= Text extract =

************

In the last article in this series, we learned about arrays. In this article, we will learn about strings in PHP. String is a collection or sequence of characters. “Bootsity” is an example of string. Now, let’s learn more about strings.

2. Defining Strings

In PHP, we can define string in multiple ways. Lets discuss them one by one:

2.1 Single Quote Strings

We can declare strings using single quotes. When we use single quotes to define a string and print them, PHP interpreter does not parse the string and print it as it is. Consider:

$many = 9;
$sentence = 'Our solar system contains $many planets';
print $sentence;

Output:

Our solar system contains $many planets

2.2 Double Quote Strings

PHP also allows declaring strings in double quotes. At the time of printing of a double quote string, it is parsed and if there are any variables, they are replaced. Consider:

$many = 9;
$sentence = "Our solar system contains $many planets";
print $sentence;

Output:

Our solar system contains 9 planets

2.3 heredoc

Heredoc method of defining string in PHP is used when we have very complex strings.

The heredoc supports all the features of double quotes. It also allows strings to be defined in more than one line without string concatenation.

We use heredoc syntax when there is a complex string spread over multiple lines. In this syntax, we may use double quotes inside the string sequence without escaping them.

Example:

$name = "Bootsity";

$here_doc = <<<EOT
This is $name website
for PHP, Laravel and Angular Tutorials

EOT;

echo $here_doc;

Output:

This is Bootsity website
for PHP, Laravel and Angular Tutorials

2.4 nowdoc

The Nowdoc string definition method in PHP is like the heredoc method but it works like the way single quotes work.

************

= Dataset rows =
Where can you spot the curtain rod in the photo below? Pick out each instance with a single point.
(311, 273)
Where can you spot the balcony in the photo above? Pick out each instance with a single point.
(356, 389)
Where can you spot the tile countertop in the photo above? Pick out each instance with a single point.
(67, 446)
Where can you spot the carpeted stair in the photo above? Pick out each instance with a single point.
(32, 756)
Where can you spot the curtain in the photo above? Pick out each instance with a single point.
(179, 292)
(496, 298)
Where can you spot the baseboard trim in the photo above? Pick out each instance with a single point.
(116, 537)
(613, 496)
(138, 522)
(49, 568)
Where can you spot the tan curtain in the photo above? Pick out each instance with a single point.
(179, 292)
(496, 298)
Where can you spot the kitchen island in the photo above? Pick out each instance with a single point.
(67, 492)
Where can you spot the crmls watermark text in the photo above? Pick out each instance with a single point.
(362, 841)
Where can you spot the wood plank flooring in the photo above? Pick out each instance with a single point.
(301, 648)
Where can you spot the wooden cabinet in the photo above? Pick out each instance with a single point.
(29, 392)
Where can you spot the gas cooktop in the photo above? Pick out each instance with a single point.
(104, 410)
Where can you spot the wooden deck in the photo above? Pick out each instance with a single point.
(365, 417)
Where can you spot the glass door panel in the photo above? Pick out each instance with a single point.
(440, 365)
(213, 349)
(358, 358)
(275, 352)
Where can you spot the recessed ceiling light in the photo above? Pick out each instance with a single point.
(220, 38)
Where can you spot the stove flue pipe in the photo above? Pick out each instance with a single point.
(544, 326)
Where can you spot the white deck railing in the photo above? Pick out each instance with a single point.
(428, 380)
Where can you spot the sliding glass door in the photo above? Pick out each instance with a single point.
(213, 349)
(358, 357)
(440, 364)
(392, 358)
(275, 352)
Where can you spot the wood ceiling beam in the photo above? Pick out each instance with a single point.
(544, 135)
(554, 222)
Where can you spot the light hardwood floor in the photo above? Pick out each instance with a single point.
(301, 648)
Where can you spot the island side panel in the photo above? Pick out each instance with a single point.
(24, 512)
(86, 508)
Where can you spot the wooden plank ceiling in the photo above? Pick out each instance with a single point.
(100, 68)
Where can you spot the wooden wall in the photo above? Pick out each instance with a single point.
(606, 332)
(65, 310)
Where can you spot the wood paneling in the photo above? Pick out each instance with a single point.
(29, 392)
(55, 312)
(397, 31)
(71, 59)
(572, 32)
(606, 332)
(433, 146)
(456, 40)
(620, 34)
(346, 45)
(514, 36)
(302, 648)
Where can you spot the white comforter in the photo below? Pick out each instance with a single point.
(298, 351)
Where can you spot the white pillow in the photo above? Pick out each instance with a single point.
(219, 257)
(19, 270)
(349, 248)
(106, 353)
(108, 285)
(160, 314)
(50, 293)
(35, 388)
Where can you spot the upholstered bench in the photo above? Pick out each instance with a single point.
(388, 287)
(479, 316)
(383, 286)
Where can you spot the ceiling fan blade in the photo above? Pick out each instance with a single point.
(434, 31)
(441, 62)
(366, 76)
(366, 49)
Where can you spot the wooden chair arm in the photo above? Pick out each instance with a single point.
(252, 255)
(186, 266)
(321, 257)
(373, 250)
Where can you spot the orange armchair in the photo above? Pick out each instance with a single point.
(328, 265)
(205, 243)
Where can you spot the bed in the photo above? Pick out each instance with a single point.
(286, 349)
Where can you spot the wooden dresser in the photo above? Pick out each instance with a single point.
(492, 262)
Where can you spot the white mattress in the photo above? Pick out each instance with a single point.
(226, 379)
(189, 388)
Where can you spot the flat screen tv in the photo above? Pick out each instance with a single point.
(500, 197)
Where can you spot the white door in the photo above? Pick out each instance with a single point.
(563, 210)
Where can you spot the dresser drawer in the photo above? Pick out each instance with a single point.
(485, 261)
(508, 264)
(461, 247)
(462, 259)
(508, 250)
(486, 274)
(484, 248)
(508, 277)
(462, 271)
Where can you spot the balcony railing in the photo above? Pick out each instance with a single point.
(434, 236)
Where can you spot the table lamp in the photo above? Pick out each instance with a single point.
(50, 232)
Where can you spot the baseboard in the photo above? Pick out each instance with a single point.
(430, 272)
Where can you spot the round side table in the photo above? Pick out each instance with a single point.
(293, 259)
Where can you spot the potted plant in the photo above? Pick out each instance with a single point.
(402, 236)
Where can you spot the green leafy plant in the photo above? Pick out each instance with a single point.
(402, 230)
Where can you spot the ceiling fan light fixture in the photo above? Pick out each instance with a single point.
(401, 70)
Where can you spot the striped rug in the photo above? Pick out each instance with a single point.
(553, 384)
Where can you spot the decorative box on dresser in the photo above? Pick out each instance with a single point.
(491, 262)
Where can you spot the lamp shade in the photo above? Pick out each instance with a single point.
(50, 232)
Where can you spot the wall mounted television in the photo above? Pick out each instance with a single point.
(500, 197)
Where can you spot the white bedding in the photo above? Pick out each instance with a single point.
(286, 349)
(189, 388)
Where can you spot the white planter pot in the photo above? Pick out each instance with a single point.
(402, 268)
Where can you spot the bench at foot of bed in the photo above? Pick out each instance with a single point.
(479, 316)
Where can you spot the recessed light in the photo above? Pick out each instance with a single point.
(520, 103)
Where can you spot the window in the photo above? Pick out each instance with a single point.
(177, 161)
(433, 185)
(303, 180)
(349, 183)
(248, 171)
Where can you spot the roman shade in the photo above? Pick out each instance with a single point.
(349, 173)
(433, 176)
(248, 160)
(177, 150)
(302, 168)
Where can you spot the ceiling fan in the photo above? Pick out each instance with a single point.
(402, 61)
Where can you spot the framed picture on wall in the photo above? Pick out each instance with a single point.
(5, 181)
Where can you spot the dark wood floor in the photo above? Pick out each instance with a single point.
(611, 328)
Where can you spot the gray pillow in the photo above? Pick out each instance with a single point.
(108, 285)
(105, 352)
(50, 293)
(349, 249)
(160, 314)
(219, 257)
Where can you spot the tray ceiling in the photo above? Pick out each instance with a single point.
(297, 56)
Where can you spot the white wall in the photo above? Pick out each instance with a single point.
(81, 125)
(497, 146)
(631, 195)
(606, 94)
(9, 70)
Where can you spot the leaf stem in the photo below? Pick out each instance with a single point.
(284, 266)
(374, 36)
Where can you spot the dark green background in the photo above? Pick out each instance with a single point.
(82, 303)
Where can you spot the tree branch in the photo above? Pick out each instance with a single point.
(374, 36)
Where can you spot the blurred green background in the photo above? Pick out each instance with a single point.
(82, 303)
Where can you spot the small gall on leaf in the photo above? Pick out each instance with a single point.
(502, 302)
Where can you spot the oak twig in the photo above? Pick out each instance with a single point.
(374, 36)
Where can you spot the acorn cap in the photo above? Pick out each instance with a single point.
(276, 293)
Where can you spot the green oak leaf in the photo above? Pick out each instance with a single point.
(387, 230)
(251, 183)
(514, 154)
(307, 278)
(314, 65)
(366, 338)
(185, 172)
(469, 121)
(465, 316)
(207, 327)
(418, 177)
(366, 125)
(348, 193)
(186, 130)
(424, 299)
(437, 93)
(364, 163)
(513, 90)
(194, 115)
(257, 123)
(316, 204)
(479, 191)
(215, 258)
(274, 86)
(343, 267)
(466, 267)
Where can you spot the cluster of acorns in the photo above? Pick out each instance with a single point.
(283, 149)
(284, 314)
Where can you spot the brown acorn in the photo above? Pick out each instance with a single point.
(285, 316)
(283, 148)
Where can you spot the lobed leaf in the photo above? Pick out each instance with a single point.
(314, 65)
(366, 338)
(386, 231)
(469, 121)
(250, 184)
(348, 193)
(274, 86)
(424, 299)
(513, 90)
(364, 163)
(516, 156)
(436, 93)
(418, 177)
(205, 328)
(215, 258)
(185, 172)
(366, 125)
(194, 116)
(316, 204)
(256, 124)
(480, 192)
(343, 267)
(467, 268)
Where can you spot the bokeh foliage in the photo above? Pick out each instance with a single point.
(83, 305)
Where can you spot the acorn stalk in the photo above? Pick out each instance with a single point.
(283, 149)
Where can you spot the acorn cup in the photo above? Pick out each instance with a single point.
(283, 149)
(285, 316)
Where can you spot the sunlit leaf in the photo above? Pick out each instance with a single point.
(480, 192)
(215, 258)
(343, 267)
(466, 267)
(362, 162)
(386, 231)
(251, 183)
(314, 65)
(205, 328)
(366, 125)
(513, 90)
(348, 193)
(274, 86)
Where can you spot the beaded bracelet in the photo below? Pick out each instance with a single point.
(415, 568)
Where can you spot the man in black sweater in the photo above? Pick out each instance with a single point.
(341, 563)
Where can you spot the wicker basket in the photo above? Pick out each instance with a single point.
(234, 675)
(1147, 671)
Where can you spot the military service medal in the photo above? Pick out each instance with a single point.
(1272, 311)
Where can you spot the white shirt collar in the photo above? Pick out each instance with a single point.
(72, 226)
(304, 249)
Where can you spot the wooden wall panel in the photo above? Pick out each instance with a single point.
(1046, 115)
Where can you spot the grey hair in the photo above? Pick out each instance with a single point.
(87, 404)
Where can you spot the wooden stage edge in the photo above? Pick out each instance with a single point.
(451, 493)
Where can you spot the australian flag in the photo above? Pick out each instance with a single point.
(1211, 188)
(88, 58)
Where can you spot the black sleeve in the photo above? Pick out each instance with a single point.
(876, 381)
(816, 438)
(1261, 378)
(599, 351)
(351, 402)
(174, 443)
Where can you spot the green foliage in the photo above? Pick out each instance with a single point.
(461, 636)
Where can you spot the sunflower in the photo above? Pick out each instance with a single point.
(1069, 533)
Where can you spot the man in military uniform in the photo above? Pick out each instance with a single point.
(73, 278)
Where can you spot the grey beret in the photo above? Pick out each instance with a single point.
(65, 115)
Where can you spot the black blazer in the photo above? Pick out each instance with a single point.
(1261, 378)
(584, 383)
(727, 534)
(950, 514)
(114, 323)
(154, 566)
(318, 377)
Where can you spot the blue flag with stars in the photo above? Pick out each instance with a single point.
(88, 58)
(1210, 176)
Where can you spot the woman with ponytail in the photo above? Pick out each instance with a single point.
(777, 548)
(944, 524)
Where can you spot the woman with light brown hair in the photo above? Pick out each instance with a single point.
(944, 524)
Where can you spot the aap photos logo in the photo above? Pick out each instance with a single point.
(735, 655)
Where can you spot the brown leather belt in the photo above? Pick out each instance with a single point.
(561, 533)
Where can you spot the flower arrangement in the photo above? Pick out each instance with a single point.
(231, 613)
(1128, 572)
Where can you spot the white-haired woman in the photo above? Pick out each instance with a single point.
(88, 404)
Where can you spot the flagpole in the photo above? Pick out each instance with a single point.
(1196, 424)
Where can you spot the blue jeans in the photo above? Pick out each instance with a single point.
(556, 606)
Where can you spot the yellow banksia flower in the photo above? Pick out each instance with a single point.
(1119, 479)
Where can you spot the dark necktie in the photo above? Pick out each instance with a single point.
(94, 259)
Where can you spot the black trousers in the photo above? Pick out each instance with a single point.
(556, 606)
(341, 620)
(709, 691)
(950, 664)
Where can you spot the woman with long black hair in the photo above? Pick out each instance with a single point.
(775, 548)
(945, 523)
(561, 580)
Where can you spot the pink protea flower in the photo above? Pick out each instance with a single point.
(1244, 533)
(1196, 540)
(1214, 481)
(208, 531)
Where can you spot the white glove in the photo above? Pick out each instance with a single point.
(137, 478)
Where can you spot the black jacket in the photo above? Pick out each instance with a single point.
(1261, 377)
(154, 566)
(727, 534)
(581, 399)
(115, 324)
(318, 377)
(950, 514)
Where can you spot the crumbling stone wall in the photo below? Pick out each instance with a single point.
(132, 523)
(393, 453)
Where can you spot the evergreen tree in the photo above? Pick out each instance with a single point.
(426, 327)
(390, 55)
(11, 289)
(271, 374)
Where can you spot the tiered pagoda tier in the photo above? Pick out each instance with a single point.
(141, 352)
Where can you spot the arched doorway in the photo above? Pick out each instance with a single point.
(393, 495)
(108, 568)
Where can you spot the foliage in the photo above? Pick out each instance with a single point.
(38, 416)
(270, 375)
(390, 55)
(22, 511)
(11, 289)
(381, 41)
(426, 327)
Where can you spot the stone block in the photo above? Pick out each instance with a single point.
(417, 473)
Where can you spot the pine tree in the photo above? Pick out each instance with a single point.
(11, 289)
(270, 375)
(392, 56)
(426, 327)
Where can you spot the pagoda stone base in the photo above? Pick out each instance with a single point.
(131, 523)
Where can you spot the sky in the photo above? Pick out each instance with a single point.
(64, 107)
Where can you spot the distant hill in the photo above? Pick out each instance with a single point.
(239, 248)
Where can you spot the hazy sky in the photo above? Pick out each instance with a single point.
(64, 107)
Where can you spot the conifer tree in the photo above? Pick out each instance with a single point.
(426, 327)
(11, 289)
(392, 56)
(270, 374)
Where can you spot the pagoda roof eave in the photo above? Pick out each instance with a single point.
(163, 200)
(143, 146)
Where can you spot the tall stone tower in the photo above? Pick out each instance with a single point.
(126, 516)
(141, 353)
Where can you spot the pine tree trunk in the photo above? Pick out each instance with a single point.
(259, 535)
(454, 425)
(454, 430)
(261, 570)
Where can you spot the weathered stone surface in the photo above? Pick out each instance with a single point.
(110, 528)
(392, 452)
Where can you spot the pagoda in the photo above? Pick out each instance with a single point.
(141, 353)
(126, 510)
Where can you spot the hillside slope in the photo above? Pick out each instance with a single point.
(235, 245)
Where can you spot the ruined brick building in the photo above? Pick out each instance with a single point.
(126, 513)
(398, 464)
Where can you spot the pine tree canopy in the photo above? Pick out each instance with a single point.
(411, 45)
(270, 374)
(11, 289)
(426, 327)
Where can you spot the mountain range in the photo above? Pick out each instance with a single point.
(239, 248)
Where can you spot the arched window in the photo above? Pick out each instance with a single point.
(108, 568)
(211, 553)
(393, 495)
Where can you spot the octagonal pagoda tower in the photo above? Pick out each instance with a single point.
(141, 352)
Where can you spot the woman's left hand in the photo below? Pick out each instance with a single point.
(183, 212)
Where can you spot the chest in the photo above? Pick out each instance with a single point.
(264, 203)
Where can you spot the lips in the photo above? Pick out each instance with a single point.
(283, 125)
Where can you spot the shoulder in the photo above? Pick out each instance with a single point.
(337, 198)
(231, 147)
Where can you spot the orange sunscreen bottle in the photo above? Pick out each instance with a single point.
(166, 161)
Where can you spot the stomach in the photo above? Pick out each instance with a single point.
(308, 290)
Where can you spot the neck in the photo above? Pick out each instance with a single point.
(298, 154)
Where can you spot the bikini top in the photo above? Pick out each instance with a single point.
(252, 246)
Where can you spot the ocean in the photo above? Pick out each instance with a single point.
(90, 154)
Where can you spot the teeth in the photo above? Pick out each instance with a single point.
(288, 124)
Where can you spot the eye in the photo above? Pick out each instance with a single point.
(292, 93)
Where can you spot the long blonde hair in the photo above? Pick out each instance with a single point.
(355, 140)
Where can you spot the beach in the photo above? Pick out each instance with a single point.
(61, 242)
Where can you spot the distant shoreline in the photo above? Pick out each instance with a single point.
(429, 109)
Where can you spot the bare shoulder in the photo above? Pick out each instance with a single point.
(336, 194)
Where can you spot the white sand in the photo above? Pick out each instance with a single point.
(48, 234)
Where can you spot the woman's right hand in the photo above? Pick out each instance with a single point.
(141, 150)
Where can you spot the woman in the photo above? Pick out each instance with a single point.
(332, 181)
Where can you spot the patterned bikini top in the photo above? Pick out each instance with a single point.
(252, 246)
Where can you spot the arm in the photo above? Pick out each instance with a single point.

************

= To do =
1. In the PHP strings tutorial, what happens to variables inside a double quote string when it is printed?
2. Carry on the PHP strings tutorial from its final sentence.

= Set of answers =
1. The string is parsed, and any variables in it are replaced.

2.
For nowdoc, no parsing takes place at time of printing inside the Nowdoc blocks.

Nowdoc string definition comes handy when we are working with raw data that do not need to be parsed.

Consider:

$name = "Bootsity";

$here_doc = <<<'EOT'
This is $name website
for PHP, Laravel and Angular Tutorials

EOT;

echo $here_doc;

Output:

This is $name website
for PHP, Laravel and Angular Tutorials

 

3. Concatenating strings

In PHP, string concatenation is done using concatenation operator, which is denoted by a dot (.)

Lets see how we can use it practically:

$str = "Bootsity"." Tutorials"
echo $str; // will print - Bootsity Tutorials

4. Some important String functions

In this section, we are including most frequently used in-built PHP functions related to strings. If you want to see the complete list of string functions, you can see it here – http://php.net/manual/en/ref.strings.php

4.1 strtolower

strtolower makes a string lowercase

print strtolower("PHP and Laravel Tutorials"); // php and laravel tutorials

Similarly, to make a string uppercase, we can use strtoupper

4.2 strlen

strlen computes length of string

print strlen("abcd"); // 4

4.3 explode

explode returns array after separating strings delimited by given string

$pizza  = "piece1 piece2 piece3 piece4 piece5 piece6";
$pieces = explode(" ", $pizza);
echo $pieces[0]; // piece1
echo $pieces[1]; // piece2

4.4 substr

substr returns part of the string

$rest = substr("abcdef", 0, -1);  // returns "abcde"
$rest = substr("abcdef", 2, -1);  // returns "cde"
$rest = substr("abcdef", 4, -4);  // returns false

4.5 ucfirst

ucfirst turns a string’s first character uppercase

$foo = 'hello world!';
$foo = ucfirst($foo);             // Hello world!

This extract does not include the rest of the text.